**Work order 1:** In the text on medical device manufacturing standards, which body decides the class for each device?
**Work order 2:** Carry the medical device manufacturing text forward from its last sentence.

--- Given passage Enclosed Below ---

13 Mar Medical Device Manufacturing: What Are the Standards and Requirements?
The FDA has the final say on the standards and requirements for medical device manufacturing. Its risk-based classification system is an important part of protecting the industry. Although there are several regulations to follow, compliance is not a problem for the many medical devices worldwide.
Contract manufacturing for medical devices has been in high demand for years. The expansion of the medical device industry was bolstered by the rise of contract manufacturing services. Over the last few decades, many businesses found common ground as they met client and consumer needs. There are close to six-thousand companies in the medical device industry, and that number is expected to rise along with the profits. At over five-hundred billion dollars, the global medical device market requires strict regulation. Despite these heavy rules, companies have no problem prioritizing quality over profits.
The categories for medical device manufacturing follow current FDA guidelines. It is the Center for Devices & Radiological Health that decides the classes for each device. Each device is rated based on its risk, and from there the CDRH can make more informed decisions.
This category is for about 47% of devices that are considered low risk. As a result, it has the least amount of regulatory controls. Common examples are dental floss, elastic bandages and examination gloves.
Class II examples are higher risk, and as a result require better regulatory controls. About 43% of medical devices fall into the class II category. X-ray machines, infusion pumps and powered wheelchairs are common for this category.

--- End of Enclosed Given passage ---
--- Dataset excerpts Enclosed Below ---

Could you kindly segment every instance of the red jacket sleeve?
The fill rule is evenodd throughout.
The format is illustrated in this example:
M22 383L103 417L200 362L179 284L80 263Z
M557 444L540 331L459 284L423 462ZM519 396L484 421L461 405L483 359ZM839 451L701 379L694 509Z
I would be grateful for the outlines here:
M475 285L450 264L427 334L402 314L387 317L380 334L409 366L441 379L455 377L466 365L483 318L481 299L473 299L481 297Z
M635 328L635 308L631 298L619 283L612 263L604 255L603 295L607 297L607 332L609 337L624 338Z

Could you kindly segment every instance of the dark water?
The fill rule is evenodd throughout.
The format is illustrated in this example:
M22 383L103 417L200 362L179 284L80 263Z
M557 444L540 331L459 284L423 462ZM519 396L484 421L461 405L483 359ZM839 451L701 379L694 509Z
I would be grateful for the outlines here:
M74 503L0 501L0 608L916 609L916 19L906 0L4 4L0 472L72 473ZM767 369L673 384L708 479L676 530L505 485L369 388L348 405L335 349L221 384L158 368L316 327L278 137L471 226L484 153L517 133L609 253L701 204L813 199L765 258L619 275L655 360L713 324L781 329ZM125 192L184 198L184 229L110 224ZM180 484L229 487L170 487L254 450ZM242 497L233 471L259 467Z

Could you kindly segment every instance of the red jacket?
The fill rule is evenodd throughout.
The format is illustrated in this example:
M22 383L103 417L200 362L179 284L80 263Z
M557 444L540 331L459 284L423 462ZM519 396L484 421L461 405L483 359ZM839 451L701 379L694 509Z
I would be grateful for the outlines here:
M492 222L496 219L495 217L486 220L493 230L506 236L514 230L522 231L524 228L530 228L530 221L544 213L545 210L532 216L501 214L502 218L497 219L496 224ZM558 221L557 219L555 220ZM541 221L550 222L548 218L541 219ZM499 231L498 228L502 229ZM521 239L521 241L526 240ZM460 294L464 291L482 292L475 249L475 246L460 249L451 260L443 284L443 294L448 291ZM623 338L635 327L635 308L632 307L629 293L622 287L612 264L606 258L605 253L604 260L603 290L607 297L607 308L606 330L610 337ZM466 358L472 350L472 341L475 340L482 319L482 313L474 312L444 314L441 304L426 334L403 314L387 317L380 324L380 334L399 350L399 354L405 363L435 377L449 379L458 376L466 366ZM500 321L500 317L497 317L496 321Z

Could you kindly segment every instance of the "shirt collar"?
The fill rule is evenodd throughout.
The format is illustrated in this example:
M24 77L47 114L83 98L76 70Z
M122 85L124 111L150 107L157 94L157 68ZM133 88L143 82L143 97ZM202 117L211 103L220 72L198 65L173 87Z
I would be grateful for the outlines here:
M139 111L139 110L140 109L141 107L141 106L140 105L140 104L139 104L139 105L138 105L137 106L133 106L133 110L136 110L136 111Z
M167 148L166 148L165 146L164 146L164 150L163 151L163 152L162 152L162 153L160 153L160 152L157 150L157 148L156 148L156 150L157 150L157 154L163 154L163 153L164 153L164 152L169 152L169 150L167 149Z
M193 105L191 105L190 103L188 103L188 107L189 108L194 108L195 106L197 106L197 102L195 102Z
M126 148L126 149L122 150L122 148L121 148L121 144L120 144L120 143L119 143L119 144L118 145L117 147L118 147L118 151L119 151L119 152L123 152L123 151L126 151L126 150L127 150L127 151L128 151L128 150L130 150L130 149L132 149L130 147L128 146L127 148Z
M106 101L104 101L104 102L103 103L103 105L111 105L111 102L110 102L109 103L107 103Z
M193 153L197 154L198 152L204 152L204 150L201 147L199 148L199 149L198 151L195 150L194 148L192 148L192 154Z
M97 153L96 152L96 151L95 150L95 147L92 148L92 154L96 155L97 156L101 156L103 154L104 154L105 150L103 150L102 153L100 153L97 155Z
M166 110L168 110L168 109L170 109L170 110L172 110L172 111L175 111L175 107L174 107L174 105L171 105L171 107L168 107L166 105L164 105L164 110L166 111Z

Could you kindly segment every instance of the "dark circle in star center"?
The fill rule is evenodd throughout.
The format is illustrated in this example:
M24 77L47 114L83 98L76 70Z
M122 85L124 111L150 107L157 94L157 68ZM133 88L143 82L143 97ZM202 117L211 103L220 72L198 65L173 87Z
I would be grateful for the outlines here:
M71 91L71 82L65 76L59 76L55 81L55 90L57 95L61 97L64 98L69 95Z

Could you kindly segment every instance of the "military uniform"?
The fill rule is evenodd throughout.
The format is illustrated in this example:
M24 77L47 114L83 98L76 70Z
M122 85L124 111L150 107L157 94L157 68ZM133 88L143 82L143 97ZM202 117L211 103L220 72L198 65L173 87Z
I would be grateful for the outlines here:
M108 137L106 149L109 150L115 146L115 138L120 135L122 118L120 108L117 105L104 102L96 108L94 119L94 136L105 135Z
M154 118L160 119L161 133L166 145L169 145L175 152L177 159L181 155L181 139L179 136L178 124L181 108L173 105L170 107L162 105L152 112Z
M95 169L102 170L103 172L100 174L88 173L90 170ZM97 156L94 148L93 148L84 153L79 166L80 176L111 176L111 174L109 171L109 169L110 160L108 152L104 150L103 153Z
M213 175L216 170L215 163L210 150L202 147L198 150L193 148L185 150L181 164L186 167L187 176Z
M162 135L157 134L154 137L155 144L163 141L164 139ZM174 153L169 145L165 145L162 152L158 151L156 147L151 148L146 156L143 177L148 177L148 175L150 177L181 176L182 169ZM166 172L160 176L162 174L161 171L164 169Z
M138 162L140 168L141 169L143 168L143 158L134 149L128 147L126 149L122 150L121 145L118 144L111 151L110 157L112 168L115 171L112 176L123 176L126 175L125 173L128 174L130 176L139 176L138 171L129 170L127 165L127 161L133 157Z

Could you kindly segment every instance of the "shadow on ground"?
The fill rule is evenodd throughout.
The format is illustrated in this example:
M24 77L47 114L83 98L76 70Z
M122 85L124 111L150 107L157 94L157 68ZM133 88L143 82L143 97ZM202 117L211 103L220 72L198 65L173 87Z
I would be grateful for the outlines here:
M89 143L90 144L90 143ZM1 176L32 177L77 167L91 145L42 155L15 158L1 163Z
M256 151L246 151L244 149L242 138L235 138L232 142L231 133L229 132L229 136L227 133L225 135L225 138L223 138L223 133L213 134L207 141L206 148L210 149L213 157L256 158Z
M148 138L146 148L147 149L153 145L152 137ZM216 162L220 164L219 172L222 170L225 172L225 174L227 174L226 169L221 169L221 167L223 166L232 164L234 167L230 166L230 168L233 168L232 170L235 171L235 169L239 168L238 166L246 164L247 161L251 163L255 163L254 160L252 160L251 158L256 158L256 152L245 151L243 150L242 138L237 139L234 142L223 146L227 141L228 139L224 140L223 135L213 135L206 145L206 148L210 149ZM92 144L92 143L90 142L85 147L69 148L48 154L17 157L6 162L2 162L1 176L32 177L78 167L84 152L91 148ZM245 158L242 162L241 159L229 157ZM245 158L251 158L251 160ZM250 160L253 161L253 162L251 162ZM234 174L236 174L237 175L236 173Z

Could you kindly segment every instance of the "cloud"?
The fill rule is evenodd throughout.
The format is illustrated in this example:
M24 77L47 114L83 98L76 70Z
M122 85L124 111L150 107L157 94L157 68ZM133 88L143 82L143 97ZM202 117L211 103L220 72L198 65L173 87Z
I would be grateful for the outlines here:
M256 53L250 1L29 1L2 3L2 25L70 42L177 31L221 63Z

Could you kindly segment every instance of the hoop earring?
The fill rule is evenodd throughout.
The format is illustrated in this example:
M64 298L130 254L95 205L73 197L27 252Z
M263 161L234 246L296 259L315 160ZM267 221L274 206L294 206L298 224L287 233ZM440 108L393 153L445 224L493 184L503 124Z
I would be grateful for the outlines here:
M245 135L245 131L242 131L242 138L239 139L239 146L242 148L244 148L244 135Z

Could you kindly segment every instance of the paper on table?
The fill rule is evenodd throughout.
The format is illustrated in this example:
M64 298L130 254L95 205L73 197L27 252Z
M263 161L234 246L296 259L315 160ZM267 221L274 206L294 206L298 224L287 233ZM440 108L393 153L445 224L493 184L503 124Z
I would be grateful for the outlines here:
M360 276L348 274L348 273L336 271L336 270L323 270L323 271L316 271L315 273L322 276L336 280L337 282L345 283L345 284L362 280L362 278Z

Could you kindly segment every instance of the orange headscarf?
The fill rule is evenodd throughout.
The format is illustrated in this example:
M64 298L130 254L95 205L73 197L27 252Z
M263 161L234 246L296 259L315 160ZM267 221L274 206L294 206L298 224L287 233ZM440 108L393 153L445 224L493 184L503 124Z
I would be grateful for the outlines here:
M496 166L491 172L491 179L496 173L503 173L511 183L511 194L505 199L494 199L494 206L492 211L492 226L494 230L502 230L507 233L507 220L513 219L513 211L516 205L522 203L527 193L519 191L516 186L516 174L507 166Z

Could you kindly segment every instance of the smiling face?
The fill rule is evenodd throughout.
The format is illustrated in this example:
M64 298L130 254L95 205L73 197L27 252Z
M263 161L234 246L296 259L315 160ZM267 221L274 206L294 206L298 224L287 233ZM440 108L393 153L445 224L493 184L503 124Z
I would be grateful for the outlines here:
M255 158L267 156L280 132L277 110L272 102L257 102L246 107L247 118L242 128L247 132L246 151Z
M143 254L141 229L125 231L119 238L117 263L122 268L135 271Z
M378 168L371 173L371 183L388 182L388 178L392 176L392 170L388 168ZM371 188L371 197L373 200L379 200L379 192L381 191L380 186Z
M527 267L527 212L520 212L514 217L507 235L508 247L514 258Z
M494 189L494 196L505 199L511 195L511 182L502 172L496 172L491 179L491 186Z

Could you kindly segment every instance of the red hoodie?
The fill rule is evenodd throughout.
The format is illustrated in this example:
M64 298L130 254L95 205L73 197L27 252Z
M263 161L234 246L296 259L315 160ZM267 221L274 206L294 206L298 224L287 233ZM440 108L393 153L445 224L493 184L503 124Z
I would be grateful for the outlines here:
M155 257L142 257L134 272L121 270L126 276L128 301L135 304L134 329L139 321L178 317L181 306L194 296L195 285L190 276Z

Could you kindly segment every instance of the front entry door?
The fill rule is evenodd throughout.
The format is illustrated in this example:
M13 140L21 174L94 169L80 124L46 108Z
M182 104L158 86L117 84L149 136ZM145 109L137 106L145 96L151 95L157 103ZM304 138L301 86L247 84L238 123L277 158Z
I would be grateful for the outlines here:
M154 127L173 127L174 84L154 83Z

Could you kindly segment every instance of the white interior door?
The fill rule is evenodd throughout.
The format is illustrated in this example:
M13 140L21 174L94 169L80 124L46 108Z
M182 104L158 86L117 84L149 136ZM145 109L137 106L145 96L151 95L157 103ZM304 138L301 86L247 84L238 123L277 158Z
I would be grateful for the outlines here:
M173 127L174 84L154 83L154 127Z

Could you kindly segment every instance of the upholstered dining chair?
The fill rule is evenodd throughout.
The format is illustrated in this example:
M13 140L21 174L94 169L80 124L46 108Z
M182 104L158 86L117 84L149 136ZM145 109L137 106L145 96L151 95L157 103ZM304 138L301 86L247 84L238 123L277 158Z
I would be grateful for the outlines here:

--- End of Enclosed Dataset excerpts ---

**Written response 1:** The Center for Devices & Radiological Health (CDRH).

**Written response 2:**
Only 10% of medical devices make up the class III category. They are the highest risk, with common examples being heart valves, implanted pacemakers and implanted cerebral simulators. Class III has the highest regulatory control by the FDA, and usually have to be approved before they are officially sold.
The requirements are extensive for all medical devices. For the protection of the industry, this is a necessary part of doing business. While the finer parts of the regulations are well documented, there are a few basics that stand out.
Registration & Market Device Listing
Domestic and foreign importers of medical devices have to register with the FDA. All registration information is verified annually, and foreign manufacturers have to designate a U.S. agent. Since 2007, a registration fee was added for most establishments. After registration, manufacturers have to list all of their devices. The full medical device list is on the FDA, and is updated regularly.
Premarket Notification & Approval
Devices that require premarket notification can’t be commercially distributed until authorized by the FDA. Just like registration, there is now a fee attached to premarket notification. Most class I and II devices are exempt based on an updated list from the FDA.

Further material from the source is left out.